◆ **Reading text**
==========
Ron Friedman: Huh. That makes sense. And listen, I'm, you've been doing this for a long time. That makes complete sense and escaped your attention because it's part of the 70% you would have told them. Exactly.

Srini: It's funny, you mentioned that because sometimes friends will say, Hey, will you teach me how to surf?

Srini: And there's one thing that any surfer will tell you is there's literally nobody worse to teach you how to surf. Then your friends who surf because the minute there's a good wave, there'll be nowhere to be found. And it's incredibly hard to deconstruct the entire process of popping up on a wave because it's so second nature after you've done it a thousand times that you can't even think about it as a series of steps that happen in sequence because they just all happen.

Srini: Automatic.

Ron Friedman: And there's an assumption that somebody who's successful knows what it is that made them successful. But often that person doesn't know, they have a different idea about what makes them successful. And so that's why it's often not the expert to make the best teachers. I have the example of.

Ron Friedman: Marlon Brando in the opening story of that chapter on experts, why experts make terrible teachers and Marlon Brando, obviously very famous actor, very successful actor. He tried to put on a workshop for other actors and it was debacle. People walked out and it was actually quite embarrassing.

Ron Friedman: There's some really funny stories about that that I share in the book, like for example, he tries to pull a homeless people off the street and teach them how to act in full view of all of these other luminaries who are in the in the audience. He asks them to act out scenes and then he interrupts them constantly yelling at them and berating them.
==========
(Dataset records)
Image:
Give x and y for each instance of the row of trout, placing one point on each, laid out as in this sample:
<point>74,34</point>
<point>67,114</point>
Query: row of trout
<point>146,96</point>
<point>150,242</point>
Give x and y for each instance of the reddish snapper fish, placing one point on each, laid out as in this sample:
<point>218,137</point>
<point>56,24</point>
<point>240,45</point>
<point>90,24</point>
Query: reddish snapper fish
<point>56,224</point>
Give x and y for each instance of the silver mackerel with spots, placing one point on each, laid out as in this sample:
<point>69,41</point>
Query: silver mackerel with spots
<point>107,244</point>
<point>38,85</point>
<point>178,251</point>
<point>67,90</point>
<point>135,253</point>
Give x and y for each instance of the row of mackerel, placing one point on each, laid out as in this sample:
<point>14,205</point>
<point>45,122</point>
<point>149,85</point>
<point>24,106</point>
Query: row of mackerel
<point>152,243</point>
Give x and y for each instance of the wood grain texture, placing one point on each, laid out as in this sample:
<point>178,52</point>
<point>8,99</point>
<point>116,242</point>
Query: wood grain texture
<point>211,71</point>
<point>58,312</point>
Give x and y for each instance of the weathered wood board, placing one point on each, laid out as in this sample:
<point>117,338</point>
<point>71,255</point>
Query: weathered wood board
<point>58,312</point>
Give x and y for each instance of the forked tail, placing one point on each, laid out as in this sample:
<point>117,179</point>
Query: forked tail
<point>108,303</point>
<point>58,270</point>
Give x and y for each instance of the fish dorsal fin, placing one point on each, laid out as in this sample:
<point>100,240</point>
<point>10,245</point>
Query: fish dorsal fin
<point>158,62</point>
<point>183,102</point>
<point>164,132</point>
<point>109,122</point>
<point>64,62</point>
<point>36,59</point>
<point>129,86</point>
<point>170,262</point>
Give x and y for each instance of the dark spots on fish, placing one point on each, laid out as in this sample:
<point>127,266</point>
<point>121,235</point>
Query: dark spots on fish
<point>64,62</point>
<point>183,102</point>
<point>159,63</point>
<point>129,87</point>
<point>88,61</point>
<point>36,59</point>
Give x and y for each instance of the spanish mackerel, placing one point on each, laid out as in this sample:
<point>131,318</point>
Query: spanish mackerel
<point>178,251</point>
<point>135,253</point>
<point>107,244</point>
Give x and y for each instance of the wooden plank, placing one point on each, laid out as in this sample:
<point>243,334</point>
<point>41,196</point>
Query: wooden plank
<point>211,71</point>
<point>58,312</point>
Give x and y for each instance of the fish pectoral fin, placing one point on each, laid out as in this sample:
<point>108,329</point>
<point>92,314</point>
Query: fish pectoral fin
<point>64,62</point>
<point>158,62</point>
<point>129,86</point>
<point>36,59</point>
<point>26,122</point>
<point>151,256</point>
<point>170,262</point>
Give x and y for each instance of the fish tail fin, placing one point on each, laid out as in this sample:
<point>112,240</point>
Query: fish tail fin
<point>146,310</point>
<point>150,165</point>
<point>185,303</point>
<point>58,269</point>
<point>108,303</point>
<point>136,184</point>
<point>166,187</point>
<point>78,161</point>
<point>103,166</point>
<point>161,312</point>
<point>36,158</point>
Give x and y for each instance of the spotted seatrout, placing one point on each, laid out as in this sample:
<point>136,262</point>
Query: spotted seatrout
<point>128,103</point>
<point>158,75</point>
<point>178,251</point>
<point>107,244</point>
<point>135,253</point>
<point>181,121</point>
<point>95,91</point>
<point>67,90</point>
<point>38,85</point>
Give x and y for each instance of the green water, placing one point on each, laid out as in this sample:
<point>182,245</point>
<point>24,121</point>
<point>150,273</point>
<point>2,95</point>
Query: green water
==========
◆ **Brief 1**
Using the transcript, decide whether each statement is true: (a) Srini says friends who surf make the best surfing teachers. (b) Marlon Brando's workshop for other actors went well. (c) Ron Friedman says a successful person often doesn't know what made them successful. For each, answer yes or no and quote the deciding words.
◆ **Brief 2**
Echo the transcript word for word from "Srini: Automatic." to "the example of.".
◆ **Brief 3**
In the transcript, what did Marlon Brando do while the people he brought in acted out scenes?
Rely only on the transcript when answering.

◆ **Full solution 1**
(a) No: "there's literally nobody worse to teach you how to surf."
(b) No: "People walked out and it was actually quite embarrassing."
(c) Yes: "But often that person doesn't know"

◆ **Full solution 2**
Srini: Automatic.

Ron Friedman: And there's an assumption that somebody who's successful knows what it is that made them successful. But often that person doesn't know, they have a different idea about what makes them successful. And so that's why it's often not the expert to make the best teachers. I have the example of.

◆ **Full solution 3**
He interrupted them constantly, yelling at them and berating them.